═════ Fragmento dado ═════
Me incomodan, también, y me repugnan algunas Repúblicas notables. Conozco una República
Alemana que está destruyendo el futuro de la Unión Europea con sus políticas
económicas, favorables a los intereses de sus inversores y dañinas para una
buena parte de los ciudadanos europeos y para la propia idea de Europa y su
necesidad de cohesión interna. Conozco también una República presidencialista
en América del Norte, cuyo presidente tiene como una de las primeras
obligaciones de la agenda cotidiana
decidir a qué enemigos asesinan ese día los drones de la CIA; ese mismo
presidente no tiene inconveniente en reconocer que sus agencias de seguridad no
respetan el derecho a la privacidad de las personas. Esa invasión de la vida
privada es aceptable para ese democrático pueblo defensor habitual de las
libertades, que sin embargo comparte la idea de que una medicina pública
patrocinada por el Estado es una contaminación socialista de su ejemplar organización política y social,
en la que la única libertad verdadera
anida en Wall Street.
═════
Trabajo por hacer ->
**a.** Responde estas preguntas sobre el fragmento de las repúblicas:
(i) ¿A qué intereses favorecen las políticas económicas de la República Alemana?
(ii) ¿Qué decide cada día el presidente de la república de América del Norte como una de sus primeras obligaciones?
(iii) ¿Dónde anida la única libertad verdadera?
**b.** Continúa el fragmento sobre las repúblicas a partir de su última oración.
═════ Datos proporcionados ═════
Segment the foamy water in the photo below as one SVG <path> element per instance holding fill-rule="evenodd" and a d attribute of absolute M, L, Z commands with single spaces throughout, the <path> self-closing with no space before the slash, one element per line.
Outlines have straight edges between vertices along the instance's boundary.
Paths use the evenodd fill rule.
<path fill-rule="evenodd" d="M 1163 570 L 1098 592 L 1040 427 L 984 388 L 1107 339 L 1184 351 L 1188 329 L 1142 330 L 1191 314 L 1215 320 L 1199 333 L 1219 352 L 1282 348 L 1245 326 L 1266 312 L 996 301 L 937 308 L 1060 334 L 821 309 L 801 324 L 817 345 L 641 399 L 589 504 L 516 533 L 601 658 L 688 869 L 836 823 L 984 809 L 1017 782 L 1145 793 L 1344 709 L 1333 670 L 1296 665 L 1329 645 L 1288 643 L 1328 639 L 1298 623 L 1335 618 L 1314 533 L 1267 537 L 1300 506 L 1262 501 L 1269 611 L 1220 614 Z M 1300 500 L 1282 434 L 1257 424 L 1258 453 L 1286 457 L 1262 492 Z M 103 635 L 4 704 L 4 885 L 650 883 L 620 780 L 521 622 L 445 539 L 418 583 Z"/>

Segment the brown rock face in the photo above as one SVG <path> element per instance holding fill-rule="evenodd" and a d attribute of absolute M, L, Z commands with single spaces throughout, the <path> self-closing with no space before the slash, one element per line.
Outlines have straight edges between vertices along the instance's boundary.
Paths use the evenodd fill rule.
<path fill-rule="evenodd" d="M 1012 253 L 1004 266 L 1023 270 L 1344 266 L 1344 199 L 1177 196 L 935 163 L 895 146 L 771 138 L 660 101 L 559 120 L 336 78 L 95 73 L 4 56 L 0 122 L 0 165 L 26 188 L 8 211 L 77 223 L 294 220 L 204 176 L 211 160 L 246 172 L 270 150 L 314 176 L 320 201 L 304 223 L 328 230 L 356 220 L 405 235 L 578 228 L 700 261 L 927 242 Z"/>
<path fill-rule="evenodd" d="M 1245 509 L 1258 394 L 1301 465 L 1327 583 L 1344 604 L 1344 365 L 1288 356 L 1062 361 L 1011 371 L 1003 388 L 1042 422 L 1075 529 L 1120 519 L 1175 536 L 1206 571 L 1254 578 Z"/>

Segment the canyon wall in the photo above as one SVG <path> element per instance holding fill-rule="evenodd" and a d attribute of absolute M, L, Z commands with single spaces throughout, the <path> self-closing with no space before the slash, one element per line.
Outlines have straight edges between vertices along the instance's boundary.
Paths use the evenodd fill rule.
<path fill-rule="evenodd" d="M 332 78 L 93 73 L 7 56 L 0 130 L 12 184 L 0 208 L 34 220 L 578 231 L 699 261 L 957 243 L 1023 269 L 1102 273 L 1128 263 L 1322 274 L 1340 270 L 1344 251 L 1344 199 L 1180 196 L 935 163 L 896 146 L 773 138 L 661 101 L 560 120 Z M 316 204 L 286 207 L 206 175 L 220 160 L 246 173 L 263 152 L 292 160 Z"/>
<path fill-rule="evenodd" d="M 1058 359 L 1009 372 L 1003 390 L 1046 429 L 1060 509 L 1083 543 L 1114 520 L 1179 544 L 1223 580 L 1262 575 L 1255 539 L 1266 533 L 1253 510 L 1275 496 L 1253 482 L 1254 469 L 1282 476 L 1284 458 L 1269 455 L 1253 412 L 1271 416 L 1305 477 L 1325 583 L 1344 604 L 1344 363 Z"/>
═════
Respuestas en orden ->
**a.**
(i) A los intereses de sus inversores.
(ii) A qué enemigos asesinan ese día los drones de la CIA.
(iii) En Wall Street.

**b.**
Indagando
en la Historia del siglo XX, la República de Weimar generó un monstruo y la
Monarquía democráticamente aceptada en Italia, la Casa de Saboya, asistió a la
gestación del fascismo europeo. Hitler y Mussolini son la prueba de que la
forma de Estado no vacuna contra la generación de monstruos por sí misma.
Tampoco aporta soluciones a los males
acuciantes de los pueblos, la desigualdad, el empobrecimiento, la preeminencia
de los intereses económicos sobre los
derechos humanos soberbiamente proclamados en la letra impresa de las
Constituciones.
Espero que la cita que encabeza esta entrada aun tenga vigencia.
Quiero decir que yo no soy monárquico. Pero tampoco soy republicano. Estoy
desubicado. Soy un hombre perdido en un vacío político; un hombre condenado a
la exclusión. Soy demócrata. No veo la
necesidad de establecer esa envoltura conceptual para un Estado. Ambas
instituciones son inútiles en mi opinión; por tanto ese debate no me motiva lo
más mínimo.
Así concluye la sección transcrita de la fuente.